::: Recorded data :::

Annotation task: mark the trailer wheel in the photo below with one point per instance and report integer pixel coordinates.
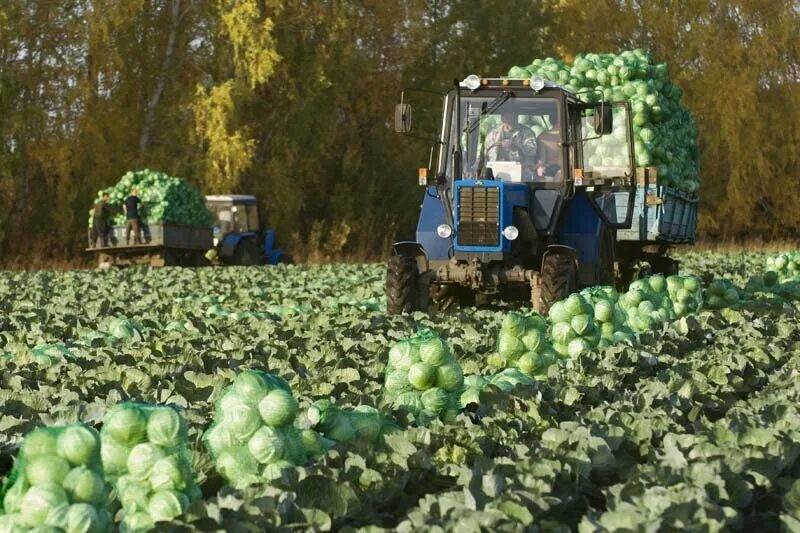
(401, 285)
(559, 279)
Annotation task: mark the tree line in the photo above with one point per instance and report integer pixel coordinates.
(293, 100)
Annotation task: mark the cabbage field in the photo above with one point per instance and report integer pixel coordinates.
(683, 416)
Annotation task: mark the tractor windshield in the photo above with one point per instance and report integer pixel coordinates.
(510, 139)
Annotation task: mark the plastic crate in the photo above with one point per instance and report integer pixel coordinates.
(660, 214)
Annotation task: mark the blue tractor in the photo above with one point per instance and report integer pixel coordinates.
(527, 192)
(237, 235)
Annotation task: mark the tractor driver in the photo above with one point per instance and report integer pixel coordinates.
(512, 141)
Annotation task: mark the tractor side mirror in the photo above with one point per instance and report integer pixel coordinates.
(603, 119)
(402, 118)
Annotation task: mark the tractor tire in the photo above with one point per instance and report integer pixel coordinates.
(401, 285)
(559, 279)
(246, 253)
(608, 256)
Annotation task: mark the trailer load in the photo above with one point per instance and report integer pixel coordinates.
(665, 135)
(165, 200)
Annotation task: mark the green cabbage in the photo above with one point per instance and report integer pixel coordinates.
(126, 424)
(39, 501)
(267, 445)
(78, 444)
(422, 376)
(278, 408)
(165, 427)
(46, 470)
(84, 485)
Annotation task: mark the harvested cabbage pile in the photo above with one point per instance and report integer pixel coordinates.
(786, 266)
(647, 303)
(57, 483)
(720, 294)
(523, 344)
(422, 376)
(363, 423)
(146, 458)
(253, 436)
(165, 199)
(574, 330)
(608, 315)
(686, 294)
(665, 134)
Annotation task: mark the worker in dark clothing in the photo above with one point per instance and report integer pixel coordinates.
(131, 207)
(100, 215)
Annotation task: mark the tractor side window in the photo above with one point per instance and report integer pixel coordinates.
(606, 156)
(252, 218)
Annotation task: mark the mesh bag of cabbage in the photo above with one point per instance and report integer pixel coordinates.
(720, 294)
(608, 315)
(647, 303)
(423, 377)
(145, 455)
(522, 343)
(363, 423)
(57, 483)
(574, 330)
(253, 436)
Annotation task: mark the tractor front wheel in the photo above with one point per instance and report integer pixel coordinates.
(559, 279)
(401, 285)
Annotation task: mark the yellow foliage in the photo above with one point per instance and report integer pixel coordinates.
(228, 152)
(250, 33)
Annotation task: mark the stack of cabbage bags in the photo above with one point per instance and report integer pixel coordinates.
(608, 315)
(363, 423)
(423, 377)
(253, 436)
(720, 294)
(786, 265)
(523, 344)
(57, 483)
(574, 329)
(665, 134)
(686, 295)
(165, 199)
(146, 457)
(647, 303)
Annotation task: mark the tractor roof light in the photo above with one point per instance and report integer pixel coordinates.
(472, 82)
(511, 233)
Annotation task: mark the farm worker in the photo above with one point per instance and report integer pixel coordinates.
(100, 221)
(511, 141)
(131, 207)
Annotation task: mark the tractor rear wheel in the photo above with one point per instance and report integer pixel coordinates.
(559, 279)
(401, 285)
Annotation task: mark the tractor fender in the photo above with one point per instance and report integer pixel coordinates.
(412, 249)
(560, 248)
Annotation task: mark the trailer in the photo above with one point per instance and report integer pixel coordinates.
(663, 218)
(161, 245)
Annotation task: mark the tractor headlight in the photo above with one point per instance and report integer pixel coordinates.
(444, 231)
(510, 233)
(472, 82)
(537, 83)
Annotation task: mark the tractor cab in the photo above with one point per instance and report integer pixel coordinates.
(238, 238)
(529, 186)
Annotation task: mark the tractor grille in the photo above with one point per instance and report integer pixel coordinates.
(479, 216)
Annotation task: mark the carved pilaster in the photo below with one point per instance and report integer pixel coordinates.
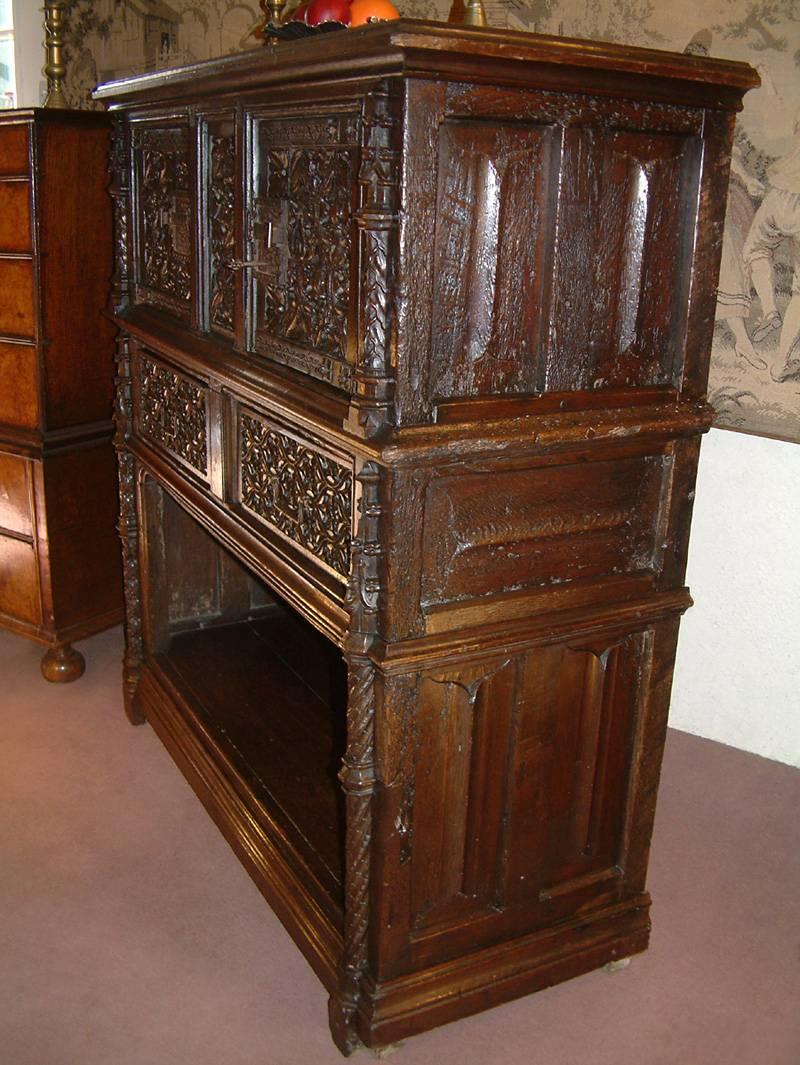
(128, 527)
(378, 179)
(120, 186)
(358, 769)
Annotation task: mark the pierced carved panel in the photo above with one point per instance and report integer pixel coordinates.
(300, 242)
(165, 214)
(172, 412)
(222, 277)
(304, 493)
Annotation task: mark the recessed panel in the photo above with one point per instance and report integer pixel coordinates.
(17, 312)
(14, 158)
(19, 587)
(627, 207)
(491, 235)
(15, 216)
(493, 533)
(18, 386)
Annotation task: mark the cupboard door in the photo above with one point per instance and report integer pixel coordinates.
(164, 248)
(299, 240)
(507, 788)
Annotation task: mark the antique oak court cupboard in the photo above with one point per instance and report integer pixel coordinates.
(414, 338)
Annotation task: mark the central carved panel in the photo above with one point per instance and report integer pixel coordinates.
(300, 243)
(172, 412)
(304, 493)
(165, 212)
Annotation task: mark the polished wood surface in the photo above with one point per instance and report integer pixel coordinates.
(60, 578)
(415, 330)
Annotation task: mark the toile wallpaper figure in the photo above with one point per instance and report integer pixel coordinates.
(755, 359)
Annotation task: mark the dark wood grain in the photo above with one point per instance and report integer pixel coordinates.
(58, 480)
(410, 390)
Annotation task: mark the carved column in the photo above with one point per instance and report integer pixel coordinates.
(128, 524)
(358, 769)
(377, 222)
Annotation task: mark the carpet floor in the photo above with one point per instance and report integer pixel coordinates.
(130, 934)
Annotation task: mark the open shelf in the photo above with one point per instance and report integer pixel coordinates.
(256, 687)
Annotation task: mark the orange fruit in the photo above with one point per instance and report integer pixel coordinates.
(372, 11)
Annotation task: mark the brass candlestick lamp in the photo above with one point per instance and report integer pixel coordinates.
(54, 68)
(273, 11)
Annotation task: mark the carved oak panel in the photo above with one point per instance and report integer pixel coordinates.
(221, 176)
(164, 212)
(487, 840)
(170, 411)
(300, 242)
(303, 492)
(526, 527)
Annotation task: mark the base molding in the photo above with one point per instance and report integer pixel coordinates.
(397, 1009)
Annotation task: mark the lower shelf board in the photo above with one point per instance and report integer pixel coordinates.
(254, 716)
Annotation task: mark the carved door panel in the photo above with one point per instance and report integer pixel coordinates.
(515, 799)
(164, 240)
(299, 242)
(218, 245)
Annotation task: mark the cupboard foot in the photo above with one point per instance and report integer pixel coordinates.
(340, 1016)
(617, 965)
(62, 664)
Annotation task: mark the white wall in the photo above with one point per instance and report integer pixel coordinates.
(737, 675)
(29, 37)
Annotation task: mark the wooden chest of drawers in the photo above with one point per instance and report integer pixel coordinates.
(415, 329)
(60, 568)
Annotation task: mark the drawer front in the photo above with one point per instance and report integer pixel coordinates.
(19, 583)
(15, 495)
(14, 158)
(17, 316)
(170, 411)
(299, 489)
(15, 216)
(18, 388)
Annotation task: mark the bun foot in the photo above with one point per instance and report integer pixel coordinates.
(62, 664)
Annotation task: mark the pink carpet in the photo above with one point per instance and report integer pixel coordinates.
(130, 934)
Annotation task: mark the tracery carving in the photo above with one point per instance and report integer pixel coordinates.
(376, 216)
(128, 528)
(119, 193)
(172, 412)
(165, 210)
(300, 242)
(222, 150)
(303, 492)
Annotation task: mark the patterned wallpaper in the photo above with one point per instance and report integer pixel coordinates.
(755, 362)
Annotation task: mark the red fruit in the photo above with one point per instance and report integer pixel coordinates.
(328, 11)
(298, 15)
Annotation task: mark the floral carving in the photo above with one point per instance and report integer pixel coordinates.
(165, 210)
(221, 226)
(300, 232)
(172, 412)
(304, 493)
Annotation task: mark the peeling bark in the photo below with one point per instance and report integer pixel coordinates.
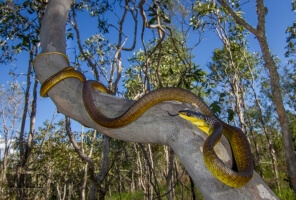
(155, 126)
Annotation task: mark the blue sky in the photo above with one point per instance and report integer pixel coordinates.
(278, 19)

:::

◆ **Aim**: Leave out the pictures and transcribe everything else exactly.

◆ **Exercise response**:
Annotation task: mark the trailer wheel in the photo below with one point per instance and report integer pixel coordinates.
(401, 285)
(559, 279)
Annotation task: mark the tree line in the photo above with one point per instance and report integer pixel coordinates.
(293, 100)
Annotation task: mark the cabbage field in the photo above with one point per instance and report integer pixel coordinates.
(683, 416)
Annotation task: mark the tractor windshield in the photo above with one point per instance and report integer pixel coordinates.
(510, 139)
Annotation task: mark the plastic crate in the photo above with one point per instance and report integer pixel coordinates.
(660, 214)
Annotation task: mark the blue tractor in the photo above with one point per instance and report integer pixel coordinates.
(527, 192)
(237, 235)
Annotation task: mark the tractor driver in the photo above with one point per instance and report integer pixel coordinates.
(512, 141)
Annotation task: mark the tractor side mirror in the photo above with one point per instance and report integer pixel coordinates.
(603, 119)
(402, 118)
Annotation task: mark the tractor tire in the photo above with one point per instance and report integer pixel coordinates.
(401, 285)
(559, 279)
(246, 253)
(608, 256)
Annotation task: mark the trailer load in the photo above with one point per instance and report integer pixel coordinates.
(665, 135)
(165, 200)
Annotation task: mark the green cabbage in the photo above with one point per instance and report integer pixel coordinates.
(126, 424)
(39, 501)
(267, 445)
(78, 444)
(422, 376)
(278, 408)
(165, 427)
(46, 470)
(84, 485)
Annotation task: mark the harvested cabbage pile in the photo above with one point per instance and report integer pixel coordinates.
(786, 266)
(647, 303)
(57, 483)
(720, 294)
(523, 344)
(422, 376)
(363, 423)
(146, 458)
(253, 436)
(165, 199)
(574, 330)
(608, 315)
(686, 294)
(665, 134)
Annotation task: mark the worker in dark clothing in the photo above with one point per instance and report integer pixel coordinates.
(131, 207)
(100, 215)
Annotation task: mark the tractor side window in the photo above with one point per instance and report integer pixel coordinates.
(606, 156)
(252, 218)
Annotation task: mark the mesh bag of cabbage in the photo above with one point per instance and report integer pixel coordinates.
(720, 294)
(608, 315)
(647, 303)
(423, 377)
(145, 455)
(522, 343)
(363, 423)
(57, 483)
(574, 330)
(253, 436)
Annotation task: mark the tractor front wheel in the photo above with one point per instance and report integer pixel coordinates.
(559, 279)
(401, 285)
Annotation task: mark the yellow foliage in the photo above with one point per instance and report integer pixel coordinates.
(228, 152)
(250, 33)
Annotation task: mark the stack of cabbage bags in the photo above with one point per instance and report integer pixel coordinates.
(608, 315)
(363, 423)
(423, 377)
(253, 436)
(720, 294)
(786, 265)
(523, 344)
(57, 483)
(574, 329)
(665, 134)
(686, 295)
(165, 199)
(146, 457)
(647, 303)
Annotation task: mark the tractor roof light in the photo above with one point per instance and report integer pixel coordinates.
(472, 82)
(511, 233)
Annotation task: mark the farm worker in the photo above with one point per instance and report integer pixel coordinates.
(100, 221)
(511, 141)
(131, 207)
Annotation task: mark the tractor rear wheel in the photo above with one point per instance and report integer pixel coordinates.
(559, 279)
(401, 285)
Annotation task: mark the tractor fender in the photo above with one point per instance and report integer pixel coordinates.
(412, 249)
(560, 248)
Annotation task: mark the trailer in the photo above with one point per instance and report integer pixel coordinates.
(663, 218)
(161, 245)
Annotation task: mark the tractor headlight in the photo above with one point per instance and report integer pixel coordinates.
(444, 231)
(510, 233)
(472, 82)
(537, 83)
Annotation task: mark the tractor cab in the photo above with one point per instance and report integer pixel coordinates.
(238, 238)
(529, 186)
Annotation task: mark the tractor grille in the photo above with one point per instance and report integer pixel coordinates.
(479, 216)
Annotation task: mark the carved pilaster in the photo below with one point per instance and report integer pixel coordinates.
(128, 527)
(378, 179)
(120, 186)
(358, 769)
Annotation task: mark the pierced carved panel in the photo above with one point per instance and report integer pixel coordinates.
(300, 242)
(165, 214)
(172, 412)
(222, 277)
(304, 493)
Annotation task: mark the recessed panel in the photo above with one point per instance and report integer pixel coordinates.
(17, 312)
(14, 158)
(19, 587)
(627, 207)
(491, 235)
(15, 216)
(493, 533)
(18, 386)
Annotation task: mark the cupboard door in the photo above with one point per instance and report integer pixel coordinates.
(164, 248)
(299, 240)
(507, 788)
Annotation task: mark the antique oak court cupboard in the photo above with one point per instance and report integer pixel coordinates.
(414, 338)
Annotation task: mark the central carved panel in the photo above with one point per instance and report integer pixel coordinates.
(300, 243)
(172, 412)
(304, 493)
(165, 212)
Annotation task: mark the polished wood surface in the photo above with one point per instance and report integer pixel coordinates.
(60, 578)
(415, 330)
Annotation task: mark the toile wallpaper figure in the photo above with one point per instance and report integer pixel coordinates.
(755, 359)
Annotation task: mark the dark wood grain in the photo above with one point per instance and report integer pixel coordinates.
(58, 480)
(410, 390)
Annotation task: mark the carved column in the photo above with one point per instance and report integer pixel coordinates.
(128, 524)
(358, 769)
(377, 222)
Annotation task: mark the carpet floor in the photo above with one point per instance and report integer pixel coordinates.
(130, 934)
Annotation task: mark the open shelf in the photo above with one point per instance and report integer pixel coordinates.
(256, 687)
Annotation task: mark the orange fruit in the photo above with one point per instance and report integer pixel coordinates.
(372, 11)
Annotation task: mark the brass candlestick lamp in the photo above with one point per instance and report integer pixel coordinates.
(54, 68)
(273, 11)
Annotation task: mark the carved oak panel in the photo above with one point per instance and report integer pixel coordinates.
(221, 176)
(164, 212)
(487, 840)
(170, 411)
(300, 242)
(303, 492)
(526, 527)
Annotation task: mark the base molding in the photo above with one point per instance and report integer pixel coordinates.
(397, 1009)
Annotation task: mark the lower shelf board in the photo above with one point per instance and report integer pixel coordinates.
(254, 716)
Annotation task: mark the carved door panel in the photo above with one point per instance and report integer pixel coordinates.
(515, 799)
(164, 240)
(299, 242)
(218, 245)
Annotation task: mark the cupboard foot in the photo above with one point per instance and report integer pixel coordinates.
(340, 1016)
(617, 965)
(62, 664)
Annotation task: mark the white wall in the photo above with one point per instance and report integer pixel coordinates.
(737, 675)
(29, 37)
Annotation task: mark the wooden chest of drawers in the photo above with one point per instance and report integer pixel coordinates.
(415, 329)
(60, 568)
Annotation task: mark the drawer front in the photo above with one point per instance and report integer pixel coordinates.
(19, 583)
(15, 495)
(14, 158)
(17, 316)
(170, 411)
(299, 489)
(15, 216)
(18, 388)
Annotation task: mark the bun foot in the photo above with one point per instance and report integer pixel coordinates.
(62, 664)
Annotation task: mark the pink carpet in the photo above with one point per instance and report integer pixel coordinates.
(130, 934)
Annotation task: mark the tracery carving in the photo above with one point per instance and report integer pixel coordinates.
(376, 216)
(128, 528)
(119, 193)
(172, 412)
(165, 210)
(300, 242)
(222, 150)
(303, 492)
Annotation task: mark the patterned wallpaper in the photo above with one point per instance and report integer pixel coordinates.
(755, 362)
Annotation task: mark the red fruit in the photo above with one point per instance and report integer pixel coordinates.
(328, 11)
(298, 15)
Annotation task: mark the floral carving in the photo above with one point per instance and report integer pixel coordinates.
(165, 210)
(221, 226)
(300, 232)
(172, 412)
(304, 493)
Annotation task: mark the peeling bark in the photo below with one point per instance and report integer pixel coordinates.
(155, 126)
Annotation task: mark the blue sky in the photo above with one point per instance and report integer pixel coordinates.
(278, 19)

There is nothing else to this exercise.